**Work to complete**
Retype every entry below exactly as it stands.

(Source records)
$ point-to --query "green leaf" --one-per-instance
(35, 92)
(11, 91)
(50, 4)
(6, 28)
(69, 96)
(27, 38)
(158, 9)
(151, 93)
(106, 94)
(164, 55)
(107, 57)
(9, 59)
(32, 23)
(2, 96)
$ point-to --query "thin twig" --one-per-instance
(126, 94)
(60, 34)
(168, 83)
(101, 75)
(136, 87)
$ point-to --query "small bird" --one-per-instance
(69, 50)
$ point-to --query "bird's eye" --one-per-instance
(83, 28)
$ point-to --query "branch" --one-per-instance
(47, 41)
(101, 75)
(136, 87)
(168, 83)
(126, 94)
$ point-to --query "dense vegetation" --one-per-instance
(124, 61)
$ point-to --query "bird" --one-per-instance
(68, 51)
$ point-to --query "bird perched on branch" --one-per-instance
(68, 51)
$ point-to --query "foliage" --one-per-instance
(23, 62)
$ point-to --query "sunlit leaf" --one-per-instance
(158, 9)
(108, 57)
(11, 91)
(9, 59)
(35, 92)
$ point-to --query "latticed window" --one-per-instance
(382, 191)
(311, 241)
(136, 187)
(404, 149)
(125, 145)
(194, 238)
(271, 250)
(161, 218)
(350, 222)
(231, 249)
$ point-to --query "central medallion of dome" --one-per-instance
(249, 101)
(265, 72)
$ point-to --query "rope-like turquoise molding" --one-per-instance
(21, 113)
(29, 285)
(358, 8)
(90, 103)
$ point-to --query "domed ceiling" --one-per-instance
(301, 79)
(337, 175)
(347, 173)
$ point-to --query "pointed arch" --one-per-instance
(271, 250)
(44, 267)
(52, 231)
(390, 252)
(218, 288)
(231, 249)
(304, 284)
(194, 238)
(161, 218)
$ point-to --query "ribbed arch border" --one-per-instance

**Exercise result**
$ point-to --query "green leaf" --one-per-instance
(35, 92)
(11, 91)
(50, 4)
(6, 28)
(69, 96)
(27, 38)
(158, 9)
(151, 93)
(106, 94)
(164, 55)
(107, 57)
(9, 59)
(32, 23)
(2, 96)
$ point-to --query "thin twig" --one-per-instance
(126, 94)
(60, 34)
(168, 83)
(101, 75)
(136, 87)
$ point-to --query "small bird" --one-per-instance
(69, 50)
$ point-to --query "bird's eye" --one-per-instance
(83, 28)
$ point-to --query "branch" --one-per-instance
(47, 41)
(101, 75)
(136, 87)
(168, 83)
(126, 94)
$ point-to --query "dense vegetation" --one-per-instance
(124, 61)
$ point-to --query "bird" --one-per-instance
(68, 51)
$ point-to --query "bird perched on branch" --one-per-instance
(68, 51)
$ point-to --query "foliage" --one-per-instance
(23, 62)
$ point-to --query "sunlit leaf" --one-per-instance
(158, 9)
(108, 57)
(11, 91)
(9, 59)
(35, 92)
$ point-to --query "latticed window" --one-per-instance
(382, 191)
(311, 241)
(136, 187)
(404, 149)
(125, 145)
(194, 238)
(271, 250)
(161, 218)
(350, 222)
(231, 249)
$ point-to --query "central medallion of dome" --one-per-instance
(249, 101)
(265, 72)
$ point-to --query "rope-like turquoise molding" --one-per-instance
(21, 113)
(29, 285)
(358, 8)
(90, 103)
$ point-to --query "domed ceiling" --one-per-instance
(301, 79)
(337, 175)
(347, 173)
$ point-to --query "pointed arch" --one-per-instance
(271, 250)
(44, 267)
(52, 231)
(390, 252)
(218, 288)
(231, 249)
(304, 284)
(194, 238)
(161, 218)
$ point-to --query "ribbed arch border" --one-per-instance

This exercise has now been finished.